━━ Source material

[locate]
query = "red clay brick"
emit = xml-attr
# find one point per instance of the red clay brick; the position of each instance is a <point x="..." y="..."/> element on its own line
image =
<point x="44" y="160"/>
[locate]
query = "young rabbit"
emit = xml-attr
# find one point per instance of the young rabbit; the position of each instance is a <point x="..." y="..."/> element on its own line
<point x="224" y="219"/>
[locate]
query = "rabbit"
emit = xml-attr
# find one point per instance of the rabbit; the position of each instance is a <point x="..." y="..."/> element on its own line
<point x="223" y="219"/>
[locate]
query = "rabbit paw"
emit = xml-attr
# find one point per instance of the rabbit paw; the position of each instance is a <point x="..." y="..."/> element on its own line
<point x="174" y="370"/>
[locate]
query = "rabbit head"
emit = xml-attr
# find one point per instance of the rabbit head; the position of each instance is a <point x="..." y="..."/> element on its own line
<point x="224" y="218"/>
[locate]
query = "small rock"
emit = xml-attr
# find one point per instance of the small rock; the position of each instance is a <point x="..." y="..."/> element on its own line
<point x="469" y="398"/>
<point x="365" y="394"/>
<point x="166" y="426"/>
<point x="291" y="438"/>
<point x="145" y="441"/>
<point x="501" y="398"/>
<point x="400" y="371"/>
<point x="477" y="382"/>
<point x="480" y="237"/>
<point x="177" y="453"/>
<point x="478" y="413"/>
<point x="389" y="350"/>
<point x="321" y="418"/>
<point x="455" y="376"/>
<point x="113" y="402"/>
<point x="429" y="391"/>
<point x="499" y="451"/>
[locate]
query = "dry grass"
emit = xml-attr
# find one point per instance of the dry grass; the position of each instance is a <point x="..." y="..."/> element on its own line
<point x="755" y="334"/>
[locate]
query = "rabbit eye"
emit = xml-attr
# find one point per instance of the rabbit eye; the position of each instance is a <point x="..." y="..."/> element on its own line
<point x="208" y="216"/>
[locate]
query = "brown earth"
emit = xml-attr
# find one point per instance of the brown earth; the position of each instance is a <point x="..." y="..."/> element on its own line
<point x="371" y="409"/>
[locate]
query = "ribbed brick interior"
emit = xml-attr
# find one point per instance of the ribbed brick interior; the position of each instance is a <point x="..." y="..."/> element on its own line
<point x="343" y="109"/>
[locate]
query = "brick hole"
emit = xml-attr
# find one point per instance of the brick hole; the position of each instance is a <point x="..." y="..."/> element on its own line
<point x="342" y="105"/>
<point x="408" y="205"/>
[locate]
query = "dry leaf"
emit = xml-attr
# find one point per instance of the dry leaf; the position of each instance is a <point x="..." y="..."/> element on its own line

━━━━

Repeat the data precisely, reproducing every entry.

[locate]
query = "red clay brick"
emit = xml-attr
# find one point per instance of the red clay brick; the position of each instance is a <point x="..." y="..."/> element on its own line
image =
<point x="44" y="160"/>
[locate]
query = "young rabbit"
emit = xml-attr
# find one point per instance of the young rabbit; the position of each instance is a <point x="..." y="..."/> element on its own line
<point x="224" y="219"/>
[locate]
query = "rabbit"
emit = xml-attr
# find one point per instance of the rabbit; the position of each instance is a <point x="..." y="..."/> element on its own line
<point x="223" y="219"/>
[locate]
query = "rabbit paw"
emit = xml-attr
# find one point per instance of the rabbit paw; the position of each instance is a <point x="..." y="..."/> element on its own line
<point x="174" y="370"/>
[locate]
query = "rabbit head"
emit = xml-attr
# find one point per instance of the rabbit head; the position of each instance is a <point x="..." y="..."/> element on its own line
<point x="224" y="218"/>
[locate]
query = "small rock"
emit = xml-attr
# find one point per instance of the small rock; the position of each instance is a <point x="..." y="..."/> element on its own line
<point x="469" y="398"/>
<point x="365" y="394"/>
<point x="166" y="426"/>
<point x="291" y="438"/>
<point x="145" y="441"/>
<point x="501" y="398"/>
<point x="400" y="371"/>
<point x="477" y="382"/>
<point x="480" y="237"/>
<point x="177" y="453"/>
<point x="478" y="413"/>
<point x="389" y="350"/>
<point x="321" y="418"/>
<point x="455" y="376"/>
<point x="113" y="402"/>
<point x="429" y="391"/>
<point x="499" y="451"/>
[locate]
query = "dry grass"
emit = xml-attr
# find one point per instance of the dry grass; the position of each instance is a <point x="..." y="..."/> element on its own line
<point x="755" y="334"/>
[locate]
query = "rabbit eye"
emit = xml-attr
# find one point per instance of the rabbit eye; the position of each instance is a <point x="..." y="..."/> element on its own line
<point x="208" y="216"/>
[locate]
query = "brown earth"
emit = xml-attr
# find one point per instance of the brown earth; the position of each instance is a <point x="..." y="..."/> element on its own line
<point x="371" y="409"/>
[locate]
query = "ribbed brick interior"
emit = xml-attr
# find one point per instance of the ribbed brick interior; the position of each instance is a <point x="..." y="..."/> element on its own line
<point x="343" y="109"/>
[locate]
query = "brick hole"
emit = xml-attr
# find one point per instance of the brick hole; the position of each instance is a <point x="..." y="..."/> element on its own line
<point x="342" y="105"/>
<point x="408" y="205"/>
[locate]
query = "dry leaf"
emit = xml-attr
# find one point per instance of the dry leaf; the position of each instance is a <point x="..." y="..."/> element on its own line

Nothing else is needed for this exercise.